> **PROBLEM DETAILS**
Read the data and repeat all of it exactly.

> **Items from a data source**
BEGIN

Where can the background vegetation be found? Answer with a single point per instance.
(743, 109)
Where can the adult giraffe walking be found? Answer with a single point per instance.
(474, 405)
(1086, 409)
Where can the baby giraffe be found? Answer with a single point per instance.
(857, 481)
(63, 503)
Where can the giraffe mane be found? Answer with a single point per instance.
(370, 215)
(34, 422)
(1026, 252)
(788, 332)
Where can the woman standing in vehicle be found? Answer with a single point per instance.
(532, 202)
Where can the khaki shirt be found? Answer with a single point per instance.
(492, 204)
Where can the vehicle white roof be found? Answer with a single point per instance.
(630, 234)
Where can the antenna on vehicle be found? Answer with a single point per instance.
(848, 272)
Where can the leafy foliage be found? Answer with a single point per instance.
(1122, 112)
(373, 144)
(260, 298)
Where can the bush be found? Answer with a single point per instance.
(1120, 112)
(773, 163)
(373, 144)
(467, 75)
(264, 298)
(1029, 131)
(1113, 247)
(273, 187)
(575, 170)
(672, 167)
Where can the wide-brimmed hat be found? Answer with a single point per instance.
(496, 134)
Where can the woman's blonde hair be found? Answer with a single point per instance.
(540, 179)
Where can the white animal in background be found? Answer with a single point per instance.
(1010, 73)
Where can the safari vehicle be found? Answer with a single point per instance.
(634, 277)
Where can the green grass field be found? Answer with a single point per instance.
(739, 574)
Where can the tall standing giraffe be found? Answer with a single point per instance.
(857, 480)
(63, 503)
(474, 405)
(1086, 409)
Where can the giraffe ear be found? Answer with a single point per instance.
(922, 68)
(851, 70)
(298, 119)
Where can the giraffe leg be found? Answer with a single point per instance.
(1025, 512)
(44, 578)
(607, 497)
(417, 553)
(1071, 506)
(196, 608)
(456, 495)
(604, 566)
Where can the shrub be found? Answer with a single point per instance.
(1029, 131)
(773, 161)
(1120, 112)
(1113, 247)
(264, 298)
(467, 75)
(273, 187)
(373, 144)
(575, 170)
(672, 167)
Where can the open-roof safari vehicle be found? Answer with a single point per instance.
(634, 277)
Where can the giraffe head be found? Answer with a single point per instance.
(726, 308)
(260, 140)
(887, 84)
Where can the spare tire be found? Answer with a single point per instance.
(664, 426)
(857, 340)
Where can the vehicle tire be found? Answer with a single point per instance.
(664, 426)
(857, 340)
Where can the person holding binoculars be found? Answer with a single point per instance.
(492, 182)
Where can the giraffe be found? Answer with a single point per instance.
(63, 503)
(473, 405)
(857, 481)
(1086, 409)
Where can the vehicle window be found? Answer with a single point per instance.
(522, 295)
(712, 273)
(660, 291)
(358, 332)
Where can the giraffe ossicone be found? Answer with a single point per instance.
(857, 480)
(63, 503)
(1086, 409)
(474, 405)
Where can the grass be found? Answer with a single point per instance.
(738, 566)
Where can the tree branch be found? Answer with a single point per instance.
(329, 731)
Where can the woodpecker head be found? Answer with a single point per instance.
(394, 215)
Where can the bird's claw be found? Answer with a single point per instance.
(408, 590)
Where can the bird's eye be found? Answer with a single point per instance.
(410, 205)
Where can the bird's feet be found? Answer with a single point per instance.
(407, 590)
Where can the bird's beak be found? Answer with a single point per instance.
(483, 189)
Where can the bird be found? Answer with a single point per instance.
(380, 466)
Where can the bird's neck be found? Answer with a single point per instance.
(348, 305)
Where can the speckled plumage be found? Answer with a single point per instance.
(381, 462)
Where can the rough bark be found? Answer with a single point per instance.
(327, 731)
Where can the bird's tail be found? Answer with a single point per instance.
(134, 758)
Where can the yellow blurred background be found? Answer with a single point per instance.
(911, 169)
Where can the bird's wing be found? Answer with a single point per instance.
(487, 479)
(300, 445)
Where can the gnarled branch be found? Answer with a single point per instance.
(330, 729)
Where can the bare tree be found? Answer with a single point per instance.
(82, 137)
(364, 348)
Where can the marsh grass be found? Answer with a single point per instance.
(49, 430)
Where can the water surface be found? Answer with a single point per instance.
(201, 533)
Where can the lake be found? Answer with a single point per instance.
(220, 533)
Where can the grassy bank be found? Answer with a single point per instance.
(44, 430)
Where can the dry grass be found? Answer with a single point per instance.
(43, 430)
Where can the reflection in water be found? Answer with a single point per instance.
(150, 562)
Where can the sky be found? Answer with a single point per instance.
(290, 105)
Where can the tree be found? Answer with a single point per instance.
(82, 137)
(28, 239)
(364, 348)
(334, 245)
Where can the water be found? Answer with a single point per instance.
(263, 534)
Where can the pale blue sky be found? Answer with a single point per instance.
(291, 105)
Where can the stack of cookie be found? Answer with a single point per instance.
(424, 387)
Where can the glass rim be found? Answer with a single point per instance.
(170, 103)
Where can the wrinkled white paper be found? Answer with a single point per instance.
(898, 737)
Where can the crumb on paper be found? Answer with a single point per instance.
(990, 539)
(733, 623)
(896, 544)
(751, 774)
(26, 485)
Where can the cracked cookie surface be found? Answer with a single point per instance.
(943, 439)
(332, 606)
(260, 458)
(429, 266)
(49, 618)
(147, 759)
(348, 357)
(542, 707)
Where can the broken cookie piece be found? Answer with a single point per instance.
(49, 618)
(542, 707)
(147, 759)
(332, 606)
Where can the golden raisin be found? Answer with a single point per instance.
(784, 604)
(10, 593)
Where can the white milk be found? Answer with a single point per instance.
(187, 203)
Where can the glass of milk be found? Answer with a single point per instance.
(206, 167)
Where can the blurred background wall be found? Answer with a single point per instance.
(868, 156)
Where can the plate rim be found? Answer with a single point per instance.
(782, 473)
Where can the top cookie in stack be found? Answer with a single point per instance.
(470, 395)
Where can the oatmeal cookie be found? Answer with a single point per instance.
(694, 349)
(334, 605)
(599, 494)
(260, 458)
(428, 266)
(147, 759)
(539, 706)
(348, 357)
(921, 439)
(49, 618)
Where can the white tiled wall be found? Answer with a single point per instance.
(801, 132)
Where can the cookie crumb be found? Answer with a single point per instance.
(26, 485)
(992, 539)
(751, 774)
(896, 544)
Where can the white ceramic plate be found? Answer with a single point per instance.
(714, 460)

END

> **TASK SOLUTION**
Where can the background vegetation be found? Answer with a single point per instance.
(743, 109)
Where can the adult giraffe walking be found? Answer with a single point per instance.
(474, 405)
(1086, 409)
Where can the baby giraffe be found? Answer with a single point per instance.
(857, 481)
(63, 503)
Where can the giraffe mane be found? Answer with a single point per instance.
(370, 215)
(34, 422)
(1026, 252)
(788, 332)
Where can the woman standing in vehicle be found? Answer with a single point per instance.
(532, 202)
Where can the khaki shirt be found? Answer with a single point per instance.
(492, 204)
Where can the vehicle white roof be found? Answer with a single point per instance.
(630, 234)
Where can the antenna on vehicle be found? Answer with a single point per instance.
(848, 272)
Where can the leafy foliage be found? Answer with a single point per instance.
(1122, 112)
(373, 144)
(260, 298)
Where can the bush be found? Answer with a single point per instance.
(1120, 112)
(773, 163)
(373, 144)
(467, 75)
(264, 298)
(1029, 131)
(1113, 247)
(273, 187)
(575, 170)
(672, 167)
Where can the wide-brimmed hat be found? Answer with a single point per instance.
(496, 134)
Where can the woman's blonde hair be found? Answer with a single point per instance.
(540, 179)
Where can the white animal in background be found? Answer with a single point per instance.
(1010, 73)
Where can the safari vehicle be found? Answer with a single point per instance.
(634, 277)
Where can the green grass field be found? Answer with a single point per instance.
(739, 574)
Where can the tall standing giraffe be found? Answer with a single point per instance.
(857, 480)
(63, 503)
(474, 405)
(1086, 409)
Where can the giraffe ear be found? Answer with a single point per instance.
(922, 68)
(851, 70)
(298, 119)
Where can the giraffe leg be found? Answer with a single point per instance.
(1025, 512)
(44, 578)
(607, 497)
(417, 553)
(1071, 506)
(196, 608)
(456, 495)
(604, 566)
Where can the shrub be found? Answer with a single point per instance.
(1029, 131)
(773, 161)
(1120, 112)
(1113, 247)
(264, 298)
(467, 75)
(273, 187)
(373, 144)
(575, 170)
(672, 167)
Where can the open-roof safari vehicle be found? Answer with a single point per instance.
(634, 277)
Where can the giraffe head be found? Answer with a single point per instance.
(726, 308)
(260, 140)
(887, 84)
Where can the spare tire be found? Answer with a single point per instance.
(664, 426)
(857, 340)
Where can the vehicle tire be found? Answer with a single point per instance.
(664, 426)
(857, 340)
Where can the person holding binoculars be found? Answer with a single point per instance.
(492, 182)
Where can the giraffe be found? Answer with a single point per instance.
(63, 503)
(473, 405)
(857, 481)
(1086, 409)
Where can the vehicle window be found? Answer with a single point per instance.
(522, 295)
(712, 273)
(660, 291)
(358, 332)
Where can the giraffe ossicone be found? Answer with a single point per instance.
(857, 480)
(63, 503)
(1086, 409)
(474, 405)
Where can the grass be found? Answer with a single point per instance.
(738, 566)
Where can the tree branch be found? Answer with a single point per instance.
(329, 731)
Where can the woodpecker head be found? Answer with a single point per instance.
(394, 215)
Where can the bird's claw be found? Answer with a single point per instance.
(408, 590)
Where can the bird's eye be found? Answer with a single point per instance.
(410, 205)
Where can the bird's feet be found? Answer with a single point per instance.
(407, 590)
Where can the bird's beak be found? Answer with a single point per instance.
(483, 189)
Where can the bird be found? Answer with a single point per instance.
(380, 466)
Where can the bird's neck be found? Answer with a single point per instance.
(348, 305)
Where can the speckled plumage be found? Answer with a single point per instance.
(381, 462)
Where can the rough bark be found? Answer with a single point per instance.
(327, 731)
Where can the bird's tail be found? Answer with a single point per instance.
(134, 758)
Where can the yellow blurred background be found? Answer with a single point per instance.
(911, 169)
Where can the bird's wing be found? Answer with a single point per instance.
(487, 479)
(300, 445)
Where can the gnarled branch be found? Answer with a single point per instance.
(330, 729)
Where can the bare tree be found? Answer with a single point per instance.
(82, 137)
(364, 348)
Where can the marsh grass be found? Answer with a single point per instance.
(49, 430)
Where can the water surface be found? Answer with a single point per instance.
(201, 533)
Where can the lake be found? Answer with a single point per instance.
(220, 533)
Where can the grassy bank be found? Answer with a single point per instance.
(44, 430)
Where can the dry grass be found? Answer with a single point per instance.
(43, 430)
Where can the reflection in water be found? Answer with a single point per instance.
(150, 562)
Where can the sky be found? Answer with a single point per instance.
(290, 105)
Where can the tree be found? Answer with a single point per instance.
(82, 137)
(28, 239)
(364, 348)
(334, 245)
Where can the water be found? Answer with a single point per instance.
(263, 534)
Where can the pale blue sky be found? Answer with a single point per instance.
(291, 105)
Where can the stack of cookie be found? Answer with a single point per instance.
(424, 387)
Where can the glass rim be found? Answer with a single point per instance.
(170, 103)
Where can the wrinkled white paper be found? Answer with a single point per instance.
(898, 737)
Where can the crumb on paper be found? Answer with a single point per instance.
(990, 539)
(733, 623)
(896, 544)
(751, 774)
(26, 485)
Where can the cracked cookie surface be found? Answer with a single point per instance.
(943, 439)
(332, 606)
(260, 458)
(429, 266)
(49, 618)
(147, 759)
(348, 357)
(542, 707)
Where can the broken cookie piece be found? Answer with a single point per instance.
(49, 618)
(542, 707)
(147, 759)
(332, 606)
Where can the golden raisin be found? Answer with a single point per instance.
(784, 604)
(10, 593)
Where can the white milk be found? Answer with a single point per instance.
(187, 203)
Where can the glass of milk be found? Answer with a single point per instance.
(206, 167)
Where can the blurred background wall be found? Answer with a single point per instance.
(868, 156)
Where can the plate rim be found? Answer with a single point per instance.
(782, 473)
Where can the top cookie in stack be found? Answer with a single point per instance.
(470, 395)
Where can the oatmeal cookie be found? Answer with a single point per instance.
(694, 349)
(334, 605)
(599, 494)
(260, 458)
(428, 266)
(147, 759)
(539, 706)
(348, 357)
(921, 439)
(49, 618)
Where can the white tiled wall be found? Answer with a single point per instance.
(801, 132)
Where can the cookie crumb be found? Answer with a single point per instance.
(26, 485)
(992, 539)
(751, 774)
(896, 544)
Where can the white ceramic plate be found? Answer with a single point per instance.
(714, 460)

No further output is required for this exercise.